(To be done):
Replace "asphalt surface" with "paved surface" in the data, from the start up to and including the line with "xmin=0 ymin=29 xmax=250 ymax=141", and output those lines with nothing else changed.

+ + +

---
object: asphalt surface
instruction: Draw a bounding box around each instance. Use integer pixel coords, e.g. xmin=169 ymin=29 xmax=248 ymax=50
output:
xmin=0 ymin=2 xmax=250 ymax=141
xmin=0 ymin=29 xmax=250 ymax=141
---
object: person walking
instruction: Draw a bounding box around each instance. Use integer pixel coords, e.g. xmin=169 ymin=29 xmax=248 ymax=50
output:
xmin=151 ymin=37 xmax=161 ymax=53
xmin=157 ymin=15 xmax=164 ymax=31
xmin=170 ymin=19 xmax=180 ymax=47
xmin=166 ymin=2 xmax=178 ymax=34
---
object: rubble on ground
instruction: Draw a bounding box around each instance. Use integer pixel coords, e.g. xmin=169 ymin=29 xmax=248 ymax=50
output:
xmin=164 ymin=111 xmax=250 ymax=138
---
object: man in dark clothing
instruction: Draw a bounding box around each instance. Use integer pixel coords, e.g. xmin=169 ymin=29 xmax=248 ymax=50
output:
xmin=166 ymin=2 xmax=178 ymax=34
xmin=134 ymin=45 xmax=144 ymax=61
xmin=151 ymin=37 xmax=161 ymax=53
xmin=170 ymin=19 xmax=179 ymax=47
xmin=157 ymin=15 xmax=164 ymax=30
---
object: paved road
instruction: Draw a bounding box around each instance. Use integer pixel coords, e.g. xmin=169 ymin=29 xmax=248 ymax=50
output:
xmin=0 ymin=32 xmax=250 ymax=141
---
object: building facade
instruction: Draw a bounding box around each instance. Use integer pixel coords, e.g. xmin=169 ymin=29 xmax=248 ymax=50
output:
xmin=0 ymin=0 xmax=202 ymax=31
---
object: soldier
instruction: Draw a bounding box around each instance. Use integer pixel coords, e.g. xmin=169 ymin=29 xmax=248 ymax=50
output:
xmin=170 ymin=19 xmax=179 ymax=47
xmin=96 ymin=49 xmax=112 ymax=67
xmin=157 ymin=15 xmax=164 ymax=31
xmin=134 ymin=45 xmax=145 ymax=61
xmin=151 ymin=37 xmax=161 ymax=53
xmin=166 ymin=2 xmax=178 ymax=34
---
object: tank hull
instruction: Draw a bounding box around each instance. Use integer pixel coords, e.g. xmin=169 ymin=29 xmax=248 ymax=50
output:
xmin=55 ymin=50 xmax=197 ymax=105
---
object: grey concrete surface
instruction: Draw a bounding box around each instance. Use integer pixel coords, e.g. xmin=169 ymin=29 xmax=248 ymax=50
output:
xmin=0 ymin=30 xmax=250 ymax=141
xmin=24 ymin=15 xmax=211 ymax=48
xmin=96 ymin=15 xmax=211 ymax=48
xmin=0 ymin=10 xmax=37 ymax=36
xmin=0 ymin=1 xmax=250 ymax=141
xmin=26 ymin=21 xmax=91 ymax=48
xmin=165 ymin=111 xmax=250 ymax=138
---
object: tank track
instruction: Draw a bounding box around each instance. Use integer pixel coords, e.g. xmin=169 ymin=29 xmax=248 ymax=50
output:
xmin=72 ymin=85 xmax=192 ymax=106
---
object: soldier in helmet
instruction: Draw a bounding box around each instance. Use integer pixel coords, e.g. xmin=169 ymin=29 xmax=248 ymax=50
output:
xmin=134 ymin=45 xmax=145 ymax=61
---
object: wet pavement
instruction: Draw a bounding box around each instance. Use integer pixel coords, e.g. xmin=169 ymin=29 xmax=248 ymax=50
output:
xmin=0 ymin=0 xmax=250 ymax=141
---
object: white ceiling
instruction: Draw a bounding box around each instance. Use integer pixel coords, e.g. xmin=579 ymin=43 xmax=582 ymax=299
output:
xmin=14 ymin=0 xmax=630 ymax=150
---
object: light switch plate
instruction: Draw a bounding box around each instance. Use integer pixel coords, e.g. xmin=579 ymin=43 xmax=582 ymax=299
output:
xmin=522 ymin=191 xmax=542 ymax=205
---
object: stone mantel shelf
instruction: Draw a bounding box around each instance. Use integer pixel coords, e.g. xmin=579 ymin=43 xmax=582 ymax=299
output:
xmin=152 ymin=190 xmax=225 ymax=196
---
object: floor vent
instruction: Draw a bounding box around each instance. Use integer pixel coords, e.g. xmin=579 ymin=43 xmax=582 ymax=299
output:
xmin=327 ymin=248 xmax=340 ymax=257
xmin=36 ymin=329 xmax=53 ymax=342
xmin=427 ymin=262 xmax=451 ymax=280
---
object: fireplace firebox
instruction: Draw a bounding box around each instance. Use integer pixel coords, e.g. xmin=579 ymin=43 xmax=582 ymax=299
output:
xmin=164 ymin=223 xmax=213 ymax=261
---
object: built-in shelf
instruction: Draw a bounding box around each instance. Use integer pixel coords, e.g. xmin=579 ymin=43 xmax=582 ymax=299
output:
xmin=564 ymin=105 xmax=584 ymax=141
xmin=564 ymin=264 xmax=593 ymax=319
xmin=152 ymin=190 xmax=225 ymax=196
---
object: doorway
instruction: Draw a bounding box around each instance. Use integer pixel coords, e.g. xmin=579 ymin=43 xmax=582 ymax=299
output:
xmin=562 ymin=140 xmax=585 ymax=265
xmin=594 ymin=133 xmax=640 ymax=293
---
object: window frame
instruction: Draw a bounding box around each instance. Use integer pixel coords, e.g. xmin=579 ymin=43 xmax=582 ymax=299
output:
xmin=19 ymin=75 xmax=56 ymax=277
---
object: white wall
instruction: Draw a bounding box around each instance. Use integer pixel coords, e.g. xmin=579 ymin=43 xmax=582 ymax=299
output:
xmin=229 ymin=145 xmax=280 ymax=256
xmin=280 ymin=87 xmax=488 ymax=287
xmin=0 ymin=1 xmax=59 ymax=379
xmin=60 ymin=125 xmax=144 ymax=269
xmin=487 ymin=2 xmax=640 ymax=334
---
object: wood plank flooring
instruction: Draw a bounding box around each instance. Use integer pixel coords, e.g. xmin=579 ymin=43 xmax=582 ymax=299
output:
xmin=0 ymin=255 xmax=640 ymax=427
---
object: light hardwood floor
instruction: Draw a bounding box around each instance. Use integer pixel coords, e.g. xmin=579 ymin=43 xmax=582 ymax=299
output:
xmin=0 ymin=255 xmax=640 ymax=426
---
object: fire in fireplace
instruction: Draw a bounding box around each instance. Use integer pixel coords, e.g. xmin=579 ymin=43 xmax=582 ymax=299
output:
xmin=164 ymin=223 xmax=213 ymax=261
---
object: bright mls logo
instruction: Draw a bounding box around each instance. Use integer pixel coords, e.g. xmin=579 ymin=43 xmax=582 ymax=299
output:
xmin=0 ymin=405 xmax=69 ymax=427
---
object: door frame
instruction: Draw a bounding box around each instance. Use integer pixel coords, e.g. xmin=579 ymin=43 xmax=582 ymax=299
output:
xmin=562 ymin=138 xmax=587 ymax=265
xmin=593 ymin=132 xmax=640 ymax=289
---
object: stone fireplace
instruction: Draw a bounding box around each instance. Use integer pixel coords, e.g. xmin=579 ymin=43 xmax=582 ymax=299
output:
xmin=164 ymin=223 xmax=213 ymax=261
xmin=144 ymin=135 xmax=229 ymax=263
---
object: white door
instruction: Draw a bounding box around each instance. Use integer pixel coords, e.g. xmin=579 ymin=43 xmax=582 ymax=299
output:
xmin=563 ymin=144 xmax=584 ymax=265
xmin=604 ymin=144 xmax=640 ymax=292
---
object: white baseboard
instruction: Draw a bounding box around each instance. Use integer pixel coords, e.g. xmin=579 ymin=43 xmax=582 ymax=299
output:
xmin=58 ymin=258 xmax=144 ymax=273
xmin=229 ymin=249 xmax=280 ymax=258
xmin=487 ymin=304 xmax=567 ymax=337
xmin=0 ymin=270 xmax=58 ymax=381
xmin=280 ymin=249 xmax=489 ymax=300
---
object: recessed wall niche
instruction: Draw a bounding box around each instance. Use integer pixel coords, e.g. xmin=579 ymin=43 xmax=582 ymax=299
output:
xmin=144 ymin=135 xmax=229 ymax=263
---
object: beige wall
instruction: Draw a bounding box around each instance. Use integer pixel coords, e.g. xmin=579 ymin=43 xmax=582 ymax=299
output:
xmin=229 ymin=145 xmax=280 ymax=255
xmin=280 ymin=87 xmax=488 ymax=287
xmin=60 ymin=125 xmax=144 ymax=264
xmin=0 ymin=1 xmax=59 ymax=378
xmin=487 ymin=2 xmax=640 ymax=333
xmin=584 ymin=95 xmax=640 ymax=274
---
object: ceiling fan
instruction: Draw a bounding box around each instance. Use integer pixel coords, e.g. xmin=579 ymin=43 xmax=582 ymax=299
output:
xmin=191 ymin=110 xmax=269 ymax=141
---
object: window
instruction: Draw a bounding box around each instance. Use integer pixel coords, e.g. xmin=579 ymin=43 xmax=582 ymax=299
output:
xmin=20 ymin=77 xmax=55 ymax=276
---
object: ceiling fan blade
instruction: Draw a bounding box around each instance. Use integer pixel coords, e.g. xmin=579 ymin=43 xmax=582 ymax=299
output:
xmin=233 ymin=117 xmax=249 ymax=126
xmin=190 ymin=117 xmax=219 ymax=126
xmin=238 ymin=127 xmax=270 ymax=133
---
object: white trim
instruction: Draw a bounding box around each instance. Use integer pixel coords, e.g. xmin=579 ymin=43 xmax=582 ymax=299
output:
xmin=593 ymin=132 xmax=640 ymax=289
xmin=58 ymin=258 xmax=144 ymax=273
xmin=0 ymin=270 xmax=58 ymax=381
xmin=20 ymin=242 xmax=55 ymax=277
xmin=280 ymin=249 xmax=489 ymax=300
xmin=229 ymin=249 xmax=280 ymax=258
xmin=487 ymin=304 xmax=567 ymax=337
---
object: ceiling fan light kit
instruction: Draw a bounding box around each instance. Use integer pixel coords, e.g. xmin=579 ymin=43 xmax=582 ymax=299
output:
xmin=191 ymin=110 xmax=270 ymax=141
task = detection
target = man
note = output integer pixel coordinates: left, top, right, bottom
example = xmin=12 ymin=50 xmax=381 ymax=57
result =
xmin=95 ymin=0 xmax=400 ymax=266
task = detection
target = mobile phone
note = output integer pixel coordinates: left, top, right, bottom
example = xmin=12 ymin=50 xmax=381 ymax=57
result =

+ + +

(Written answer):
---
object: paved surface
instruction: Draw a bounding box around each instance. Use integer pixel coords, e.g. xmin=169 ymin=29 xmax=248 ymax=50
output:
xmin=0 ymin=2 xmax=250 ymax=141
xmin=0 ymin=29 xmax=250 ymax=141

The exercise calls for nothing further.